Detection annotation entries
○ ○ ○ ○ ○ ○ ○

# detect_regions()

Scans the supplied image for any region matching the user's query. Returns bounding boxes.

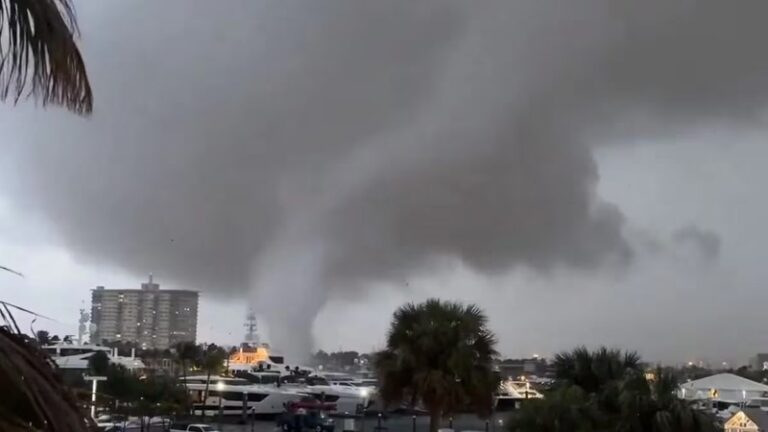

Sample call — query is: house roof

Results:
[737,408,768,431]
[680,373,768,392]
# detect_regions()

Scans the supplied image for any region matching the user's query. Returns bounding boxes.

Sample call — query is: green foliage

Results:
[374,299,498,430]
[99,364,186,416]
[509,386,602,432]
[0,328,94,432]
[509,347,715,432]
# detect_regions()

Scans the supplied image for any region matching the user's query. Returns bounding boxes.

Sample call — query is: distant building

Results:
[723,408,768,432]
[750,353,768,371]
[497,357,553,379]
[91,275,199,349]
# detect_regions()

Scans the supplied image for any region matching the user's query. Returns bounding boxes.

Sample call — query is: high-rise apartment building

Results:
[91,275,199,349]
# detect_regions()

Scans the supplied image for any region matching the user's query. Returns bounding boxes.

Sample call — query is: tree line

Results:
[374,299,716,432]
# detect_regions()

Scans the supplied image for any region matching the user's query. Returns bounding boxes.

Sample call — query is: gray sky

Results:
[0,0,768,362]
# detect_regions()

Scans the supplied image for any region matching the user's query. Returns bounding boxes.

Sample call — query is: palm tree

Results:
[0,0,93,114]
[200,344,227,416]
[0,322,92,432]
[555,346,641,394]
[508,386,604,432]
[616,368,717,432]
[175,342,200,390]
[510,347,715,432]
[0,0,93,432]
[374,299,498,432]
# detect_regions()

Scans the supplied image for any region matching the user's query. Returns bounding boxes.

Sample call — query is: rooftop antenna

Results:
[77,302,91,345]
[243,308,259,345]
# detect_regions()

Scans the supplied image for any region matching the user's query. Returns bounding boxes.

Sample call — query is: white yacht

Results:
[495,379,544,412]
[180,375,304,415]
[43,342,145,371]
[280,374,371,416]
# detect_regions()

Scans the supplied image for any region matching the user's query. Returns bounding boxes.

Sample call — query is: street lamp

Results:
[83,375,107,420]
[216,381,224,429]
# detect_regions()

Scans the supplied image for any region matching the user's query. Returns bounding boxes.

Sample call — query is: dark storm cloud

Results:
[672,225,721,261]
[3,0,768,356]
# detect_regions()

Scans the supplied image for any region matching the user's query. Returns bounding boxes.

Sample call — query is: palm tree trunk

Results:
[429,409,440,432]
[200,369,212,420]
[181,359,189,414]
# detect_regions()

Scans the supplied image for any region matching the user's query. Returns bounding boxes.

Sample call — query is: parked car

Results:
[277,398,335,432]
[168,423,219,432]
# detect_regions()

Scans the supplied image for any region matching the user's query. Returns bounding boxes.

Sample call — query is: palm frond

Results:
[0,327,94,432]
[0,0,93,114]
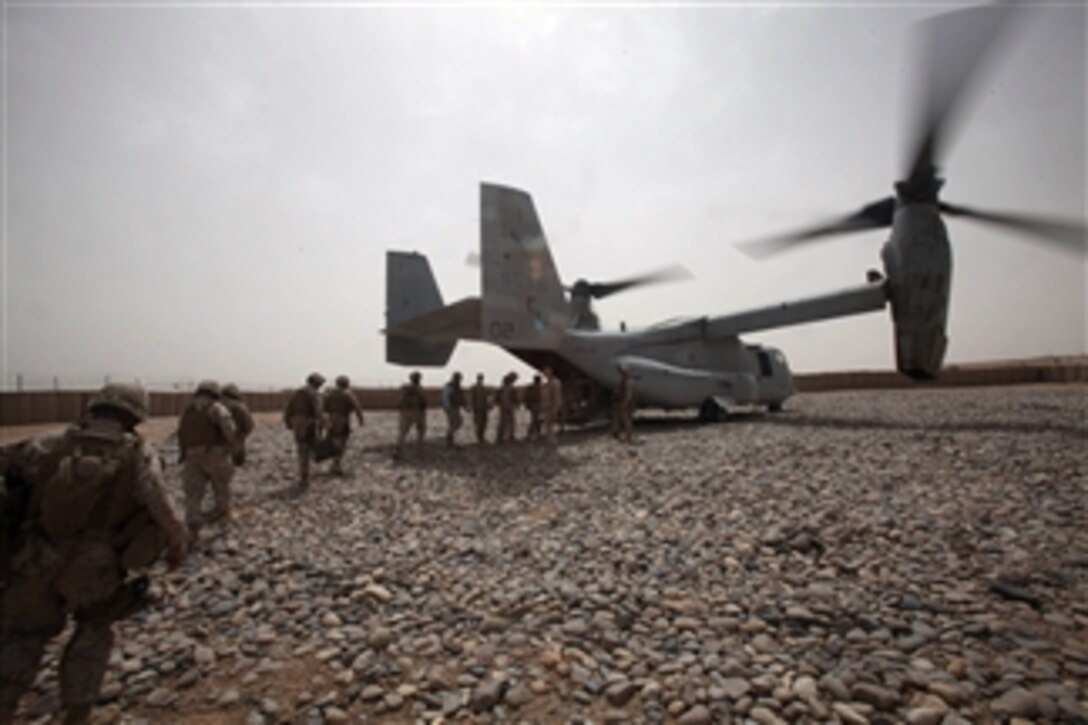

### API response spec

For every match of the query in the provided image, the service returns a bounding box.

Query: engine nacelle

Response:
[881,204,952,380]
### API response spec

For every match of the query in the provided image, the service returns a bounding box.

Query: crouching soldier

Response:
[0,384,188,723]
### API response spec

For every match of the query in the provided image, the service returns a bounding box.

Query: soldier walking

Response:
[325,376,363,476]
[0,384,188,723]
[469,372,491,445]
[613,364,634,443]
[283,372,325,491]
[177,380,237,535]
[495,372,518,443]
[522,376,542,440]
[442,372,468,446]
[541,368,562,447]
[393,372,426,458]
[222,383,255,466]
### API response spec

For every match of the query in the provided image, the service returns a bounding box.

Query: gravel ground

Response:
[10,385,1088,725]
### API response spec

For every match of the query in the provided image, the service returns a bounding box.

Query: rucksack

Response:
[0,446,30,573]
[39,428,139,540]
[283,388,317,428]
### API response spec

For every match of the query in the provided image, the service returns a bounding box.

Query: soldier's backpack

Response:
[283,388,317,428]
[39,428,139,540]
[0,446,30,574]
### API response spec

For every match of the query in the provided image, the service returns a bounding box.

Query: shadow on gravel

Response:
[366,438,579,496]
[764,413,1088,441]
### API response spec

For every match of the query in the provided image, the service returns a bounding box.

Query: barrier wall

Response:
[0,388,428,426]
[0,358,1088,426]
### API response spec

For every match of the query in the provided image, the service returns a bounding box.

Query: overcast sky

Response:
[2,2,1088,388]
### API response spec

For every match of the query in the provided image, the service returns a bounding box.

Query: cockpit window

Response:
[756,351,775,378]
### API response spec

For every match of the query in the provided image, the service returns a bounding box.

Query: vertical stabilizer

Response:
[480,184,570,348]
[385,251,457,367]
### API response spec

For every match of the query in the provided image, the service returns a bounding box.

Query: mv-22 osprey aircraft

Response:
[385,179,879,421]
[385,5,1085,420]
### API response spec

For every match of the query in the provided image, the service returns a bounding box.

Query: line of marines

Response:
[0,366,634,725]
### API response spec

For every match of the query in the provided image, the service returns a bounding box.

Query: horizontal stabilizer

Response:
[706,281,888,337]
[385,297,480,342]
[385,251,457,366]
[385,335,457,368]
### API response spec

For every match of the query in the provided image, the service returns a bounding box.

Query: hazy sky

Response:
[2,1,1088,388]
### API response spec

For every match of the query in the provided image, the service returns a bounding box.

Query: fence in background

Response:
[0,358,1088,426]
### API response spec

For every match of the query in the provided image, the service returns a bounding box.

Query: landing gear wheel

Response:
[698,397,726,422]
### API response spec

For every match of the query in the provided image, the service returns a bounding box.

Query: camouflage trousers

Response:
[544,410,559,447]
[472,411,487,443]
[0,541,121,723]
[329,414,351,472]
[613,404,634,443]
[290,417,318,490]
[526,409,542,439]
[495,408,514,443]
[397,409,426,455]
[443,408,463,445]
[182,445,234,530]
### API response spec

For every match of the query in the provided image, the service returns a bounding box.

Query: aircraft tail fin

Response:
[385,251,457,367]
[480,184,570,348]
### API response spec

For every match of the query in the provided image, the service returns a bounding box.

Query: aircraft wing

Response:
[706,280,888,337]
[385,297,481,342]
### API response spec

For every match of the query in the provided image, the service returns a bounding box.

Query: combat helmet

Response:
[87,383,151,422]
[195,380,219,400]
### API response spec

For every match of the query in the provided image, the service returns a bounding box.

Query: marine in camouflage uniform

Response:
[393,372,426,458]
[222,383,256,466]
[522,376,542,440]
[495,372,518,443]
[283,372,325,491]
[0,384,188,723]
[325,376,363,476]
[469,372,491,444]
[177,380,237,531]
[541,368,562,447]
[613,365,634,443]
[442,372,468,445]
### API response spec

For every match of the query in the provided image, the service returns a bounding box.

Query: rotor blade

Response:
[940,201,1088,255]
[906,2,1018,187]
[589,265,691,299]
[738,196,895,259]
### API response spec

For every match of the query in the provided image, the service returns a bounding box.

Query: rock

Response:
[193,644,215,667]
[368,627,393,650]
[677,705,710,725]
[362,583,393,604]
[359,685,385,702]
[720,677,752,700]
[469,679,507,712]
[990,687,1039,717]
[831,702,869,725]
[852,683,899,712]
[605,679,642,708]
[906,708,948,725]
[322,706,348,723]
[928,680,967,708]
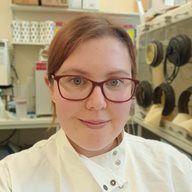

○ ○ ○ ○ ○ ○ ○

● **The task**
Please rename "supplied image" to "input image" throughout the entries above, leaving everything else unchanged and omitting the pictures from your answer.

● **Problem solution**
# detect_regions()

Scans the input image for any region matching the user's query. Returns bounding boxes.


Sample call — query is: house roof

Results:
[737,408,768,431]
[680,373,768,392]
# detect_regions()

Scans the input image for any region matching the user's query. Returns bounding boxes.

Sample call — query is: green foliage

Results:
[374,299,498,430]
[99,364,186,416]
[509,386,602,432]
[0,328,94,432]
[509,347,715,432]
# detect_regions()

Scans the input image for any region matching the user's query. Returns bounding boxes.

Sample call — query is: distant building

Results:
[723,408,768,432]
[750,353,768,371]
[497,357,553,379]
[91,275,199,349]
# detect_regions()

Scans the input image for any region matching the user's query. Returns bounding boxes.

Sample call — query is: high-rise apartment building

Results:
[91,275,199,349]
# detect_regions()

Scans the input image for any region matching the user's query. Returns bounding boxes.

Sample call — query is: tree line

Results:
[374,299,716,432]
# detect_regions()

Scans the input image for any region matching the user's query. Returns bounding boxes.

Sample call — query is: gray sky

Results:
[0,0,768,362]
# detect_regions()

Scans the input image for any region matching the user's query. Returns bounding boxes.

Sample call — query is: palm tree

Results:
[0,0,93,114]
[200,344,227,416]
[0,322,92,432]
[555,346,641,394]
[508,386,604,432]
[616,368,717,432]
[175,342,200,390]
[510,347,715,432]
[0,0,93,432]
[374,299,498,432]
# detect_regions()

Scans the input image for any region matching the user's query. Returns bounding boxes.

Sample call — query is: rooftop antenna

Results:
[77,302,91,345]
[243,308,259,345]
# detect_regions()

Scans the input image for any region matching the user's query. Returns bounding boxes.

Sample call — query is: white yacht

Results:
[495,379,544,412]
[180,375,304,415]
[43,342,145,371]
[280,374,371,416]
# detect_regions()

Scans the input image for any region matching the user's query. Returns bounding boxes.

Sample call — query is: street lamp

Results:
[83,375,107,420]
[216,381,224,429]
# detect_regions()

Scans the input image for any region matching the user's query. Returns bounding boxes.

Sample call — query is: dark storm cloud

Results:
[672,225,721,261]
[3,0,768,356]
# detect_regions()

Scans the input image for any region matching the user's query. Returns bounding boxes.

Sample call — query is: palm tree trunk

Results:
[429,409,440,432]
[200,369,212,420]
[181,359,189,414]
# detect_regions()

Scans the input image for any region matching the user's query. Returns bounding boxes.

Sample call — query is: parked car

Results:
[277,398,335,432]
[168,423,219,432]
# detect_regions()

Scans the input image for any region matching the user's query. Returns bounding boxes.

Sample call — query is: palm frond

Results:
[0,327,94,432]
[0,0,93,114]

### API response spec

For every match of the query in the provided image, the service returns a bounding box.

Query: engine nacelle

Response:
[881,204,952,380]
### API response spec

For every match of the query in the provided image, the service returns a bounding box.

Query: crouching soldier

Response:
[0,384,188,723]
### API response spec

For every match of the query in the provided image, the service returns a bounding box.

Query: soldier walking

Response:
[325,376,363,476]
[0,384,188,723]
[469,372,491,445]
[613,364,634,443]
[283,372,325,491]
[177,380,237,535]
[495,372,518,443]
[522,376,542,440]
[442,372,468,446]
[541,368,562,447]
[393,372,426,458]
[222,383,255,466]
### API response spec

For every match of the query in the provided image, the service returns a bounding box.

Query: gravel ground

Response:
[10,385,1088,725]
### API response spec

For every match of the query in the provided image, the service returns a bounding box.

Query: rucksack

Response:
[0,446,30,573]
[39,428,139,540]
[283,388,317,428]
### API response spec

For every match of the query in the provided image, the service returns a bounding box.

Query: soldier's backpack

Response:
[283,388,317,428]
[39,428,139,540]
[0,446,30,574]
### API response spec

For every match of the query in the provided image, the service returns a bounding box.

Query: shadow on gravel

Response:
[366,438,579,496]
[764,413,1088,441]
### API response spec

For every match of the query in the provided image, the service returns a bounding box.

Query: barrier wall

Response:
[0,388,428,426]
[0,358,1088,426]
### API response spec

For every match of the query in the provided image, the service returns a bounding box.

Query: overcast sky

Response:
[2,2,1088,388]
### API response spec

For every match of the query in the provided image, the service returns a bounding box.

Query: cockpit window

Response:
[756,351,775,378]
### API response spec

For every match of the query in the provided image, the service returns a bounding box.

Query: vertical stabilizer

Response:
[480,184,570,348]
[385,251,457,367]
### API response spec

For every match of the query in the provided image, the service returns a bounding box.

Query: mv-22 osprey aircraft

Response:
[385,179,879,421]
[385,5,1085,420]
### API response spec

For every match of the query in the provided image, the service returns a bounding box.

Query: line of marines

Response:
[0,366,634,725]
### API response spec

For every match of the query in the provided image, the service returns a bounding box.

Query: horizontal stabilizer

Response:
[706,281,888,337]
[385,297,480,342]
[385,251,457,366]
[385,335,457,368]
### API response spec

For every match of the query in the provided image, the service returns a bounding box.

Query: hazy sky

Response:
[2,1,1088,388]
### API response spec

For every match of the query in the provided image, the service returns a bounding box.

Query: fence in background

Response:
[0,358,1088,426]
### API response spec

For every match of the query in the provided image, the service returns a bounding box.

Query: landing gear wheel

Response:
[698,397,726,422]
### API response spec

For every match of the query in the provided image, the service returns a bounding box.

Query: camouflage trousers

Response:
[544,410,559,447]
[472,411,487,443]
[0,541,121,723]
[329,414,351,472]
[613,404,634,443]
[290,417,318,490]
[526,409,542,439]
[495,408,514,443]
[397,409,426,455]
[443,408,463,445]
[182,445,234,530]
### API response spec

For every match of the query in the provided image, the service returns a bounding box.

Query: aircraft tail fin

Response:
[385,251,457,367]
[480,184,570,348]
### API response spec

For every match of the query in the provided image, the service returns a bounding box.

Query: aircraft wing

Response:
[706,280,888,337]
[385,297,481,342]
### API response spec

For every match of the query in the provided image, the service returns a bounding box.

Query: combat helmet

Response:
[87,383,151,422]
[195,380,219,400]
### API response spec

For every match of the query in the provided image, the service returns a bounding box.

Query: marine in camouflage uniform

Response:
[393,372,426,458]
[222,383,256,466]
[522,376,542,440]
[495,372,518,443]
[283,372,325,491]
[0,384,188,723]
[325,376,363,476]
[469,372,491,444]
[177,380,237,531]
[541,368,562,447]
[613,365,634,443]
[442,372,468,445]
### API response spec

For every match of the query in the provided image, the service returns a bounding box.

Query: rotor blade

Response:
[940,201,1088,255]
[906,2,1018,187]
[589,265,691,299]
[738,196,895,259]
### API response spec

For every match of the query in the provided image, the service returns a bounding box.

Query: rock

Response:
[193,644,215,667]
[368,627,393,650]
[677,705,710,725]
[362,583,393,604]
[359,685,385,702]
[720,677,752,700]
[469,679,507,712]
[990,687,1039,717]
[831,702,869,725]
[852,683,899,712]
[605,679,642,708]
[906,708,948,725]
[322,706,348,723]
[928,680,967,708]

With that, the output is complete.